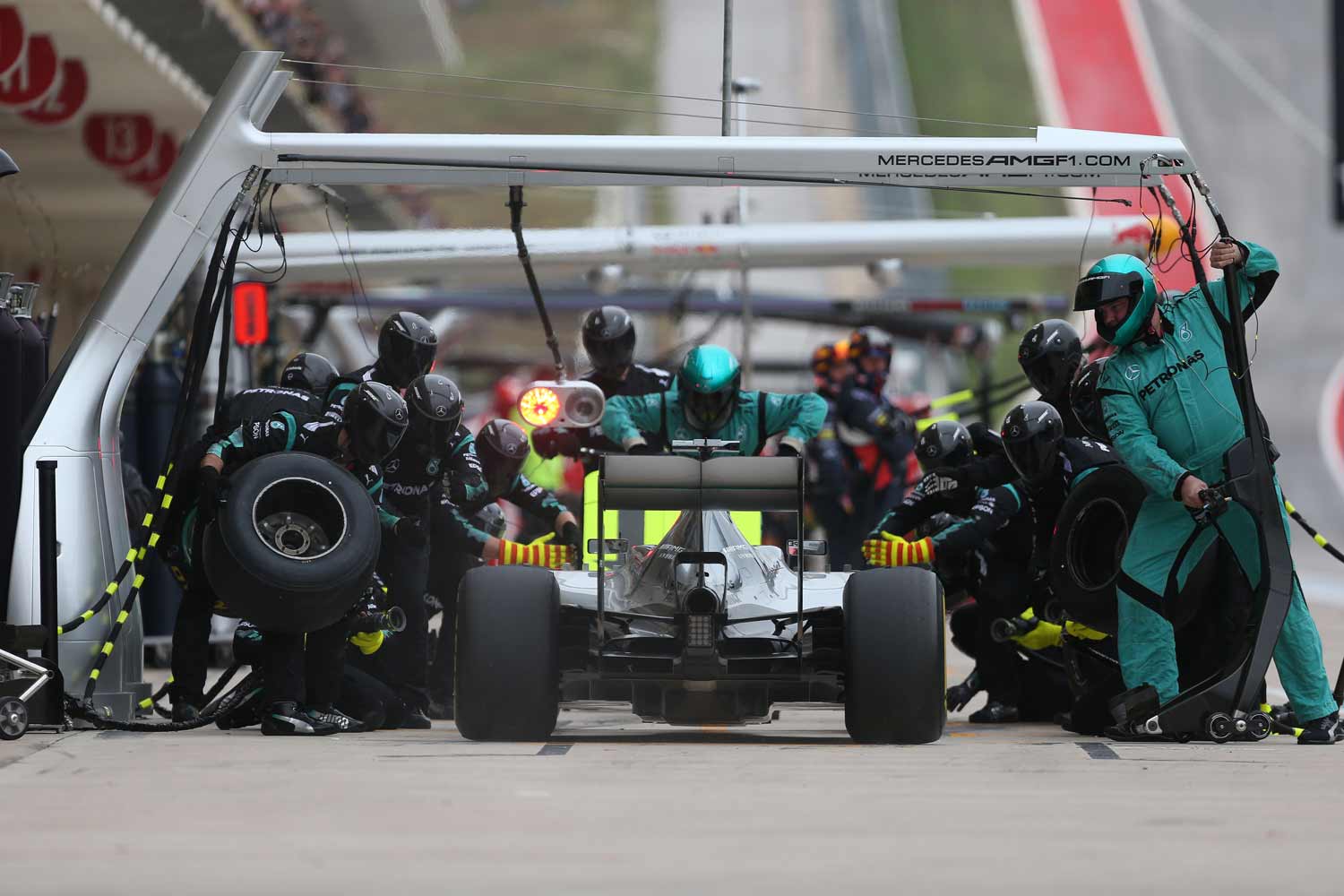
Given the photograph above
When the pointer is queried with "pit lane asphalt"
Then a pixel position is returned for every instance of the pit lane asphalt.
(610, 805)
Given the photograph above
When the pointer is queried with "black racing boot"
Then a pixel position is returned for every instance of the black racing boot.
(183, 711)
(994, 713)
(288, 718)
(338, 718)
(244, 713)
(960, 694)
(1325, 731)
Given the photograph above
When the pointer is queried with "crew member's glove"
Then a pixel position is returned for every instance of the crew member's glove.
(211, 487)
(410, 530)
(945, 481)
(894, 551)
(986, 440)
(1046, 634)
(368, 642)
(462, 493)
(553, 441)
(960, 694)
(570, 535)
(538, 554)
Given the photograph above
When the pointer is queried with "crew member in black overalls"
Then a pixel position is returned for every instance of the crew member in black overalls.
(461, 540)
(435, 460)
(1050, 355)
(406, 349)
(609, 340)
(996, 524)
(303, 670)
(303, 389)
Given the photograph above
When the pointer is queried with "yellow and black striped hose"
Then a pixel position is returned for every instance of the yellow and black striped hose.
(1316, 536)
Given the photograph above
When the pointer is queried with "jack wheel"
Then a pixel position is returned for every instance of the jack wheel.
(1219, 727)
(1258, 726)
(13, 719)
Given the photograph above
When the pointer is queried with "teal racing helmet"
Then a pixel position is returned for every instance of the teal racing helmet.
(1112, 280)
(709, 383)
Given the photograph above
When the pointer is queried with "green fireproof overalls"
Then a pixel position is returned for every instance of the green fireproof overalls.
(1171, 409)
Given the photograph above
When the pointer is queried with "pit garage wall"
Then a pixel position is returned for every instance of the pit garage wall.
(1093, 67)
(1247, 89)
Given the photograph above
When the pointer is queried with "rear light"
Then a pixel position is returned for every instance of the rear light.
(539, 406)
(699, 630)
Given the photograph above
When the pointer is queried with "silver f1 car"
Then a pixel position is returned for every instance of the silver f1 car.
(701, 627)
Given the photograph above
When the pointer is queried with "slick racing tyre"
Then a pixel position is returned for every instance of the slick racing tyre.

== == ==

◆ **Written task**: Each entry above is to be written out again unchanged, apart from the pictures, which are left out.

◆ **Output of the exercise**:
Given the photograph above
When the pointer is queried with "pit lane asphalt"
Then a pixel position is returned for every instance of the pit lane asphalt.
(610, 805)
Given the photograph above
When the pointer is queried with "black racing boot"
Then a pixel position is returned for every instance of the black racing boot.
(183, 711)
(994, 713)
(288, 718)
(338, 718)
(244, 713)
(960, 694)
(1325, 731)
Given the photograph above
When the pointer is queried with "crew member's glove"
Then a pixel position is returned for every instance of the crew member's glove.
(211, 487)
(410, 530)
(945, 481)
(894, 551)
(986, 440)
(1046, 634)
(368, 642)
(462, 493)
(553, 441)
(960, 694)
(570, 535)
(538, 554)
Given the photograph above
When the pointer is queried with "crew member in black overalls"
Then a pixel position is returned for every instance of the crew member in black overalls.
(461, 540)
(435, 460)
(1050, 355)
(406, 349)
(609, 340)
(996, 524)
(303, 670)
(303, 389)
Given the photograph above
When the pointer is queried with "yellow and black striped hose"
Then a pixel position is returned for every instance of the yellow and black striped hose.
(1316, 536)
Given the photograph above
When the pointer is queried with "jack wheel"
Then a pixel position is returned for every instance of the jack wheel.
(1219, 727)
(1258, 726)
(13, 719)
Given the photograph above
When the pointer is queried with "teal racing helmet"
Then a pixel position is returned for every instance of the teal racing helmet.
(1112, 280)
(709, 383)
Given the photograph above
When the pointer is queried with "green fireproof overalls"
Then a pixel position is returned for every instance of the green fireproof overalls.
(1171, 409)
Given the photograph above
When the pointer is queried with "pit garage wall"
Then a pixel position is returned for every instance of the pit garage wall.
(1093, 67)
(1247, 89)
Given the photograph above
When the pointer is queried with "rear light"
Then a pixel position is returned for every instance of the rear light.
(539, 406)
(699, 630)
Given the photograph above
When the pointer is queried with "silver f1 car"
Then a pixel position is returned for every instance of the silver f1 car.
(701, 627)
Given the photograph above
When the pointer is queried with "slick racing tyre"
Then a pixel position is returned for every instance of the slick racing tyre.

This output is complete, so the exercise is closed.